Capture with a variety of tools

Capture once - make multiple measurements without recapturing. Using oscilloscopes, up to four channels can be captured simultaneously; each of which can be independently analyzed by SignalVu-PC software. Channels can be RF, I and Q, or differential inputs. You can also apply math functions to the acquisition before analysis by SignalVu-PC. Acquisition lengths vary depending upon the selected capture bandwidth: full-bandwidth acquisitions can range from 1 ms to 25 ms depending upon model and option selections. Real-time signal analyzer captures range from up to 7.15 seconds at maximum acquisition bandwidth to several hours at reduced bandwidths.



Once captured into memory, SignalVu-PC provides detailed analysis in multiple domains. The spectrogram display (left panel) shows the frequency of an 800 MHz wide LFM pulse changing over time. By selecting the point in time in the spectrogram during the On time of the pulse, the chirp behavior can be seen as it sweeps from low to high (lower right panel).

Connect with the MDO4000B/C Series

With SignalVu-PC Connect (CON-SVPC), SignalVu-PC extends the functionality of the Mixed Domain Oscilloscope MDO4000B/C Series and turns it into the industry's only 1 GHz Vector Signal Analyzer. SignalVu-PC controls the MDO4000B/C RF section, acquires the vector-calibrated I/Q data, and makes wide-band, time-correlated, multi-domain measurements. You can analyze, correlate and troubleshoot issues in time, frequency, phase, amplitude, and even modulation, since you can acquire up to 1 GHz of bandwidth in one shot. You can leverage the MDO4000B/C triggering capability and extend your debugging work into system-level troubleshooting of your embedded RF devices.

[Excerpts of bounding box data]
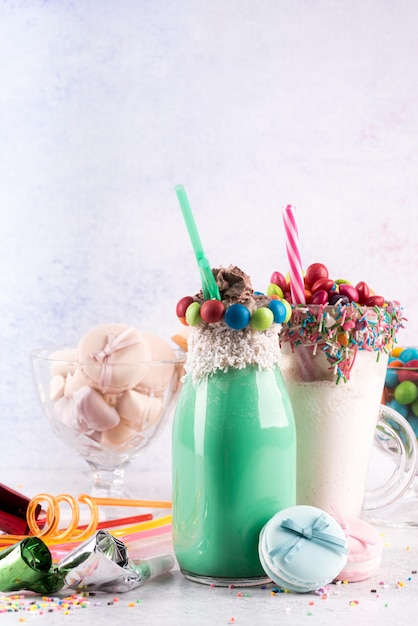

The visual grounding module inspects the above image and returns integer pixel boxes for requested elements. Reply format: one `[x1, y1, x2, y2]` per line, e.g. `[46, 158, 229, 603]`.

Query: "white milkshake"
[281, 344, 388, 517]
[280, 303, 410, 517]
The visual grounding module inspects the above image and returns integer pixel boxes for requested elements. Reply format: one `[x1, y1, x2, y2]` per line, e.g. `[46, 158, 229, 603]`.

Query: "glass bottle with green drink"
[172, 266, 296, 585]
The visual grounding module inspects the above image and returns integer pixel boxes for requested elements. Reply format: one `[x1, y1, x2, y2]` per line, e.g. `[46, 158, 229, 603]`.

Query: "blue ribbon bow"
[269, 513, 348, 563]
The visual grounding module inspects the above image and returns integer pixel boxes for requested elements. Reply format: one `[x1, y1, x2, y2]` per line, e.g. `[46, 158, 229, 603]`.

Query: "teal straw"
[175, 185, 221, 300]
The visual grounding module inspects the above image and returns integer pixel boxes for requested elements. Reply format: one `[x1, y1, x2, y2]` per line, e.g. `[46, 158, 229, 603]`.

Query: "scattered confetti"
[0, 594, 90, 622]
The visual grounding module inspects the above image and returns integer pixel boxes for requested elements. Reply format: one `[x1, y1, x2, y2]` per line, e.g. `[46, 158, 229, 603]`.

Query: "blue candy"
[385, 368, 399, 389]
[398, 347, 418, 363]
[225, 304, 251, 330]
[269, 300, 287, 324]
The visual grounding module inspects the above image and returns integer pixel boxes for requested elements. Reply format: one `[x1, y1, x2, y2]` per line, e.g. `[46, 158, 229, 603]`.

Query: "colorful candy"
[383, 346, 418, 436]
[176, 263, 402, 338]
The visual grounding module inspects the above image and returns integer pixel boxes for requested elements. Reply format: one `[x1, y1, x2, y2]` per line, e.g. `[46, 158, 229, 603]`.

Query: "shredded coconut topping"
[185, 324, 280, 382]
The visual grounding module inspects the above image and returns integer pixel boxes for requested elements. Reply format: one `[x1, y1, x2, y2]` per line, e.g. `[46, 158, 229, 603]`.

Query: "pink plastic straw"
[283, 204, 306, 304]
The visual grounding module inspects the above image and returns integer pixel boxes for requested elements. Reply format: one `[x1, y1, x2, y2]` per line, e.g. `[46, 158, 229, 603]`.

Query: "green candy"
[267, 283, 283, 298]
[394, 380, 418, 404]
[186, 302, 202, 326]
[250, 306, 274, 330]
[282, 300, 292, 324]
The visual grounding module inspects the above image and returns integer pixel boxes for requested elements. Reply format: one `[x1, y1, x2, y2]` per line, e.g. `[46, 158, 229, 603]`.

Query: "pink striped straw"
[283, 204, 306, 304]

#### REQUIRED TASKS
(a) Pick out every line in the rows above that contains the word "blue".
(b) Resume the excerpt on SignalVu-PC signal analysis, writing on from the point where it stops.

#### THE RESPONSES
(a)
Query: "blue ribbon bow"
Query: "blue candy"

(b)
Analyze

SignalVu-PC vector signal analysis software uses the same analysis capabilities found in the RSA5000 and RSA6000 Series real-time signal analyzers.

Time-correlated measurements can be made of frequency, phase, amplitude, and modulation versus time. This is ideal for signal analysis that includes frequency hopping, pulse characteristics, modulation switching, settling time, bandwidth changes, and intermittent signals.

Acquisitions from the USB Spectrum Analyzers and all Tektronix MDO/MSO/DPO Series oscilloscopes, including the spectrum analyzer in the Mixed Domain Oscilloscope can be analyzed with SignalVu-PC, adding deep analysis capabilities to these broadband acquisition systems. Signals acquired with RSAs and Specmon can also be analyzed with all of the post-acquisition analysis capabilities of those instruments.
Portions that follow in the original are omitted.